▶ _To be done_:
Please rewrite the part of the listing that opens with the line containing "Keypoint placement for each instance of the conifer" and closes at the end of the listing as a two-column CSV headed label_text and points. Give one row for each label_text with all of its coordinates in points, put every field in quotes, and turn line breaks into spaces.

▶ _Data entries_:
══════════
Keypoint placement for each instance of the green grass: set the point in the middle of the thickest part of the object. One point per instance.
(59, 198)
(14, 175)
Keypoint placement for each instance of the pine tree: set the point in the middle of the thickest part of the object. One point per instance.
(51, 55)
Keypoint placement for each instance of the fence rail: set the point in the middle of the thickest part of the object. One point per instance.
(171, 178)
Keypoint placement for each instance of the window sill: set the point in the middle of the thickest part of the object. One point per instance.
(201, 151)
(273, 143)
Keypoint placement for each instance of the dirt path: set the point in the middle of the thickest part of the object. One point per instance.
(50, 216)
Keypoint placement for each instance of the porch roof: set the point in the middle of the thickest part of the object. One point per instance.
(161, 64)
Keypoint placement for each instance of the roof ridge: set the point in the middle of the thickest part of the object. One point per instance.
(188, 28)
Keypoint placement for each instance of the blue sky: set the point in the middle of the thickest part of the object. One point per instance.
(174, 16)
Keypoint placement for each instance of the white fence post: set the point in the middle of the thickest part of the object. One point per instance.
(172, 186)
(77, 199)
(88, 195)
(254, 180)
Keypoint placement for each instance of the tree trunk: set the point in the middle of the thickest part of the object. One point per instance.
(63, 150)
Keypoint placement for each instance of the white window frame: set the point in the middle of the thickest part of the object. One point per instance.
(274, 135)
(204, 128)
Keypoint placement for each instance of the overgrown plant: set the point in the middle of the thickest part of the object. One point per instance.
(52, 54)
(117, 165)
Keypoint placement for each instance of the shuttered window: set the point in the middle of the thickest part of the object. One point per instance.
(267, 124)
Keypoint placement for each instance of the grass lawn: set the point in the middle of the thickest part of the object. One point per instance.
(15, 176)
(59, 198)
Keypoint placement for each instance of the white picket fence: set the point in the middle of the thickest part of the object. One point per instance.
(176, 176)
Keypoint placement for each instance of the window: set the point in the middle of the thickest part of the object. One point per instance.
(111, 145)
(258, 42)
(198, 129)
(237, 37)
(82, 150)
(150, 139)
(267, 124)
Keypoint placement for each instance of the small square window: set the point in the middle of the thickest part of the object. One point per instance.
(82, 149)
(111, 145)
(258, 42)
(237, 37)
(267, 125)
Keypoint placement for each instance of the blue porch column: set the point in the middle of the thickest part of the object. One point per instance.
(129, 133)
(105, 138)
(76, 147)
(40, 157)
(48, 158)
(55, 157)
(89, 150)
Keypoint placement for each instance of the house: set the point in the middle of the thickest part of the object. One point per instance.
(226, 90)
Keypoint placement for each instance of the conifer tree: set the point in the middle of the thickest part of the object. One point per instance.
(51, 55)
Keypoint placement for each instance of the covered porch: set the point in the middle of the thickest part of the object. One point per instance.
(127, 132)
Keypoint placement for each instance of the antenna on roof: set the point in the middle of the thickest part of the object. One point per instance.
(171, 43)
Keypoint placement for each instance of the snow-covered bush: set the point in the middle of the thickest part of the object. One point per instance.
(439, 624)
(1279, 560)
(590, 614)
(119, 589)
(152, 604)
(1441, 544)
══════════
▶ _Written reply_:
label_text,points
"Keypoint placement for each instance of the conifer tree: set the point in the middle of the thickest part of the object. One point per instance.","(51, 55)"
"Keypoint placement for each instance of the covered porch: set the point in the middle of the thickest part of the object. One point per instance.","(127, 132)"
"Keypoint placement for each instance of the antenna on roof: set the point in the middle of the thickest part of the object. One point per instance.","(171, 43)"
"Keypoint placement for each instance of the snow-covered bush: set the point in the middle of the thickest part of the object. One point per instance.","(439, 624) (1279, 560) (590, 614) (119, 589) (152, 604) (1441, 544)"